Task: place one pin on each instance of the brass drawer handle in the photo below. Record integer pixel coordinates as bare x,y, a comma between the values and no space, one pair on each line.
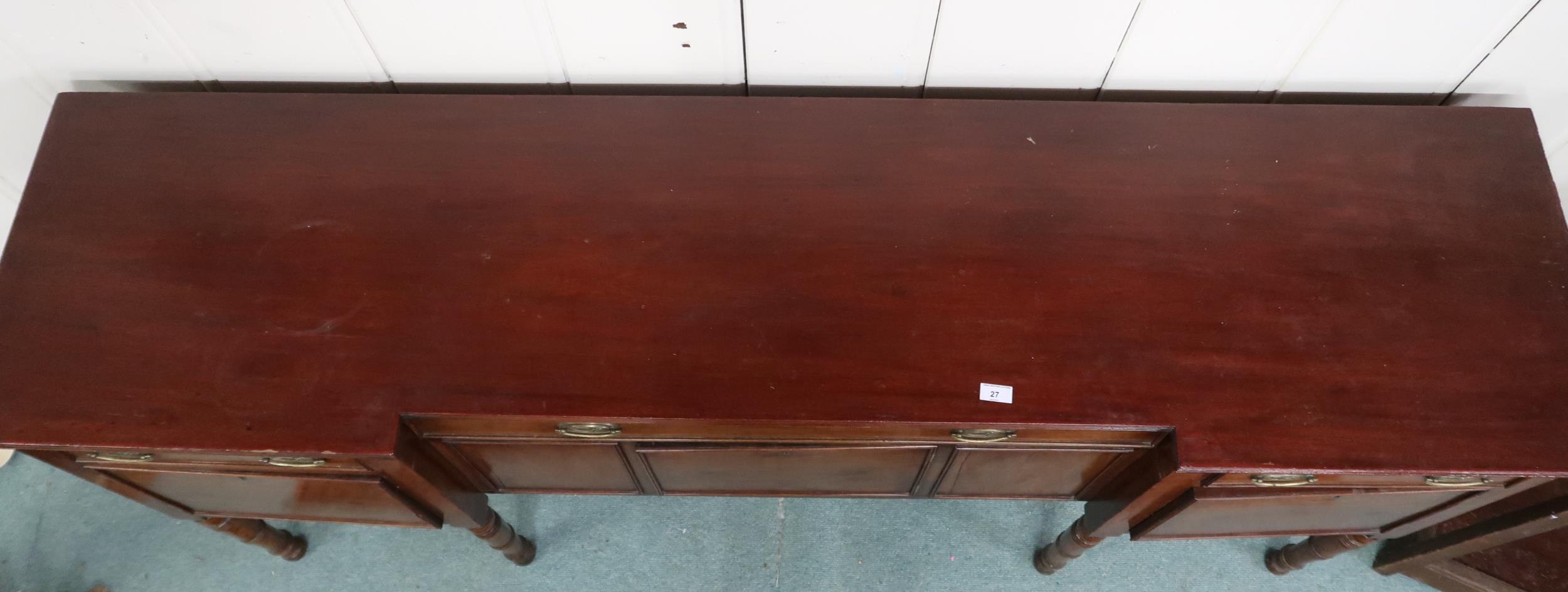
1283,480
123,456
294,461
1457,481
588,430
983,435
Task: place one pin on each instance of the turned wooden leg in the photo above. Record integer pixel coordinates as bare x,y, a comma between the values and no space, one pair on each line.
261,534
1294,556
1070,546
502,537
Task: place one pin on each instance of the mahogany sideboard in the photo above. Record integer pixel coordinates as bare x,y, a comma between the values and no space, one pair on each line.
1346,323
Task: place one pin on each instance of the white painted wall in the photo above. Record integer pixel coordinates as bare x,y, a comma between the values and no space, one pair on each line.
462,41
839,43
1529,70
637,43
1216,46
1277,49
1402,46
1064,45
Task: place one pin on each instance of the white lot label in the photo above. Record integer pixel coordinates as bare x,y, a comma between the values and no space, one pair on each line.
996,392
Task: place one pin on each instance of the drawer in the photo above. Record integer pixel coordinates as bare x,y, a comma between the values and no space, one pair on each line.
457,426
1365,481
233,461
289,497
1023,472
1258,511
871,470
544,467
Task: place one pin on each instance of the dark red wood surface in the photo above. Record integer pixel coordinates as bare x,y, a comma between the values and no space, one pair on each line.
1290,285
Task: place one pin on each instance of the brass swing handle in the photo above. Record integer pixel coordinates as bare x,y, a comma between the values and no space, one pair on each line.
1457,481
983,435
588,430
121,456
1283,480
294,461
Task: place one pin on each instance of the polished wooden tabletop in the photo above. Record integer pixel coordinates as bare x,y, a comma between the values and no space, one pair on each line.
1286,285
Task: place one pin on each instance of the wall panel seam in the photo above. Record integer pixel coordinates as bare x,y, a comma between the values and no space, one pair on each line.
1120,45
1305,51
176,45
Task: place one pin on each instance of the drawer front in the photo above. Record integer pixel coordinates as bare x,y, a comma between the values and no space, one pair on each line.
341,499
1371,481
218,461
544,467
788,470
1021,472
441,426
1237,512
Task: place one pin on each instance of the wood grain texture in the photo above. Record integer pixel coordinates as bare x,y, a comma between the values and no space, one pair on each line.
1291,287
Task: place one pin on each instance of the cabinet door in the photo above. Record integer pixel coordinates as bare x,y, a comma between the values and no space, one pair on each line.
1237,512
1021,472
333,499
788,470
549,467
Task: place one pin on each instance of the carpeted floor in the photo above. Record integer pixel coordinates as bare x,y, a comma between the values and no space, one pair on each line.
61,534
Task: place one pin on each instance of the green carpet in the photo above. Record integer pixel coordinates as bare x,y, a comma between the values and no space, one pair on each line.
63,534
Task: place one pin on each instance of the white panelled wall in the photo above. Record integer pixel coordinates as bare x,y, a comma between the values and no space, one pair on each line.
1456,52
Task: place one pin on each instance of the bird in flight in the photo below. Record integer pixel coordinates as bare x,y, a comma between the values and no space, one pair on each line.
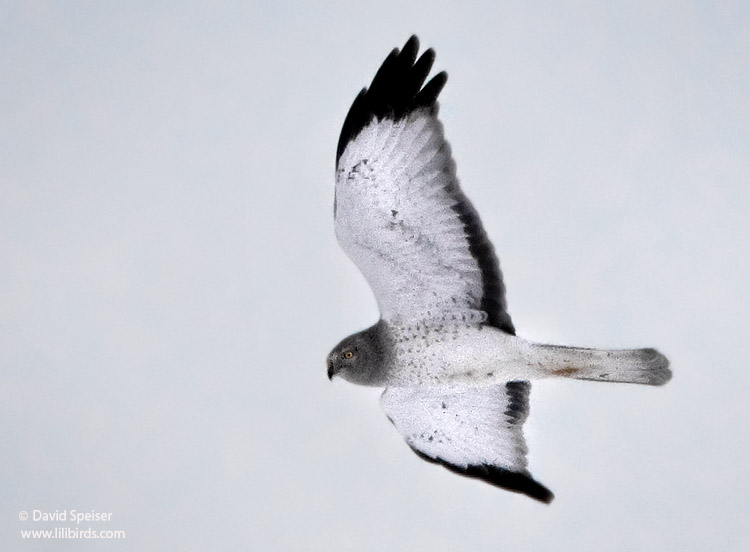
456,375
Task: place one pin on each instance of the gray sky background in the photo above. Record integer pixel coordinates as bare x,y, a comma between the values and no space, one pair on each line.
170,282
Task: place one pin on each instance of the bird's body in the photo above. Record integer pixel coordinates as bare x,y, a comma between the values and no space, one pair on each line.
456,375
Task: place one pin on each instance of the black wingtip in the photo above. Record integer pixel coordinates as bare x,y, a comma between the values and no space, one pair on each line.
517,482
397,89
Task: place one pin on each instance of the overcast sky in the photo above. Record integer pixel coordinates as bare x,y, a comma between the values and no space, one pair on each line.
170,283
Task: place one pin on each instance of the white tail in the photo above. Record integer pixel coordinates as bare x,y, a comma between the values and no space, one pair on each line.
646,366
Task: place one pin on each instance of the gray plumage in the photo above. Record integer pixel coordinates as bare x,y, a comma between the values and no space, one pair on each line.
445,349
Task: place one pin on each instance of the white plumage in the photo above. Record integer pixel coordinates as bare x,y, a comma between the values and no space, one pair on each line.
455,373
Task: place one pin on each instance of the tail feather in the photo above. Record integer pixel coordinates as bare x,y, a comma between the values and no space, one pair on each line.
644,366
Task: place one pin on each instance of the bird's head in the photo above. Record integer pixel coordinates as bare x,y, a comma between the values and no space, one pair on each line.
357,359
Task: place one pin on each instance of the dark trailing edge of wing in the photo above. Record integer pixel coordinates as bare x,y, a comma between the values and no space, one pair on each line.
396,91
480,247
517,482
518,403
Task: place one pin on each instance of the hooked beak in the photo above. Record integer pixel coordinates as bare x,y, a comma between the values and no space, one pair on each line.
331,370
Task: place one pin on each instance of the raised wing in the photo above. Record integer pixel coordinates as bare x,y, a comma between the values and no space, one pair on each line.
400,213
476,432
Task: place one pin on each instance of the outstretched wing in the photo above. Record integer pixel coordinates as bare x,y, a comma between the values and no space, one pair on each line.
400,213
476,432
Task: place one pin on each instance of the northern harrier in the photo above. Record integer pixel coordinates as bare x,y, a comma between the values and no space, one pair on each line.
456,375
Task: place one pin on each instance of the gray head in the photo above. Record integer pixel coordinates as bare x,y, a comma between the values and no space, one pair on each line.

▸ **Activity**: In your copy of the material, every word must match and no image should appear.

▸ **Output of the exercise**:
Task: place one pin on each instance of the brass drawer handle in the photo below. Record integer pixel coordinates as bare x,y, a comma between the values and no space, one pair on each line.
1283,480
123,456
294,461
1457,481
588,430
983,435
Task: place one pin on each instance of the turned wooden leg in the photo above. Record integer pixel coordinates as bare x,y, a comma between the values and no space, one pair on each line.
261,534
1294,556
1070,546
502,537
Task: place one pin on each instance of the mahogany sideboard in the photo above. Record integer pixel coordinates as bare x,y, a comma between the values and no space, one pair on each line.
1346,323
Task: place one pin on each instance of the white painted wall in the photo above. Record integer pixel coordinates as bare x,y, a comma between the values and no space, one pair on each line.
462,41
839,43
1529,70
637,43
1216,46
1277,49
1402,46
1064,45
Task: place one pin on each instance of the white lot label in the photo above. Record integer pixel coordinates as bare x,y, a comma between the values and no space, one pair on each line.
996,392
Task: place one pin on each instance of the drawer in the photo above. Record integer pixel coordinates as bare x,y, a comma between the values and no space, one pair on each line.
457,426
1365,481
233,461
289,497
1023,472
1258,511
871,470
544,467
Task: place one pin on each instance of the dark red wood surface in the photo above. Record integer pixel coordinates as bare x,y, a comma between the values and no space, one pair on each line.
1290,285
Task: place one pin on each instance of the brass swing handle in the photo above. Record integer pixel coordinates as bare x,y, a comma between the values and no space, one pair on each line.
1457,481
983,435
588,430
121,456
1283,480
294,461
Task: place one pin on each instance of the polished wooden tabletop in the photo above. Record integer pixel coordinates as bare x,y, a comma between the values and no space, one pair on each line.
1286,285
Task: place one pin on each instance of the wall panel seam in the photo above. Record integer pixel coordinates as bare x,y, a comma between the values and no space, one pair on each line.
1120,45
1305,51
176,45
Task: place one pin on each instance of the drawer front in the photo above. Record integer pixel coordinates as bare x,y, a comma between the values and no space, one pair on each line.
341,499
1371,481
218,461
544,467
788,470
1021,472
441,426
1237,512
Task: place one pin on each instance of the wood grain texture in the photo above. Record integer pixel coordinates as bare x,y, a comma between the values and no space, one pair on each line.
1291,287
Task: place one pin on each instance of the cabinet door in the photo above. Record integer pixel coordinates as bare x,y, a comma between the values and no space, one pair on each line.
1237,512
1021,472
333,499
788,470
549,467
Task: place one pin on each instance of the carpeted floor in the photo above. Record integer pixel coordinates as bare x,y, a comma between the values and no space, one pair on each line.
61,534
Task: place one pin on each instance of the green carpet in the photo above. Record integer pixel coordinates as bare x,y, a comma between the values and no space, one pair on each line.
63,534
Task: place one pin on each instance of the white panelled wall in the photo above. Record integer pixel coordinates as bare x,y, a comma between the values and no space, one pair on each line.
1456,52
Task: place one pin on each instance of the bird in flight in the photo below. Record integer pixel coordinates as bare x,y, a comma between the values and no space, one pair on each line.
456,375
Task: place one pin on each instance of the gray sky background in the photo above. Record integer pixel coordinates as bare x,y, a comma between the values and no space, one pair on each line.
170,282
Task: place one pin on each instance of the bird's body in the photo above. Record integer pixel coordinates as bare x,y, a comma between the values and no space, one pair on each line.
456,375
Task: place one pin on each instance of the black wingtip in the photo above. Record integer pixel coordinates as bare x,y, a comma between the values and no space, one pair on each line.
517,482
397,89
Task: place one pin on each instance of the overcast sky in the photo above. Record integer pixel coordinates as bare x,y, a comma between the values and no space, one pair on each line.
170,283
Task: place one pin on each instance of the white tail in the photo above. Record integer pixel coordinates as bare x,y, a comma between the values and no space, one pair on each line.
646,366
Task: place one pin on each instance of the gray plumage in the photo above. Record integer pixel coordinates as bare x,y, a comma between the values and no space, one pair on each line.
445,349
Task: place one pin on each instance of the white plumage in the photo above. Record integer pixel coordinates as bare x,y, a comma between the values and no space, one pair on each line.
455,373
Task: place one pin on each instance of the tail feather in the photo above. Record integer pixel coordinates as bare x,y, a comma between the values and no space, one pair on each line.
644,366
Task: place one pin on each instance of the bird's head in the photo above. Record integer pixel coordinates as bare x,y, a comma between the values and no space, one pair on each line.
357,359
Task: place one pin on each instance of the dark trailing edge of wing in the photo above. Record integer pixel coordinates as bare x,y, a comma between the values and no space, one pair on each line.
396,91
480,247
517,482
518,403
Task: place one pin on each instance of the hooked beak in the photo above. Record integer pixel coordinates as bare x,y, a comma between the values and no space, one pair on each line.
331,370
Task: place one pin on each instance of the raised wing in the photo above. Record integer pixel coordinates as bare x,y, a comma between the values and no space, one pair on each line.
400,213
476,432
Task: place one pin on each instance of the outstretched wing in the photo above. Record integer pixel coordinates as bare x,y, a comma between the values and no space, one pair on each line.
400,213
476,432
Task: place one pin on each instance of the northern harrier in the photo above. Record integer pixel coordinates as bare x,y, a comma between the values and no space, one pair on each line.
456,375
Task: place one pin on each instance of the gray head in the photo above. Record integer pixel coordinates as bare x,y, a comma between the values and no space, one pair on each line.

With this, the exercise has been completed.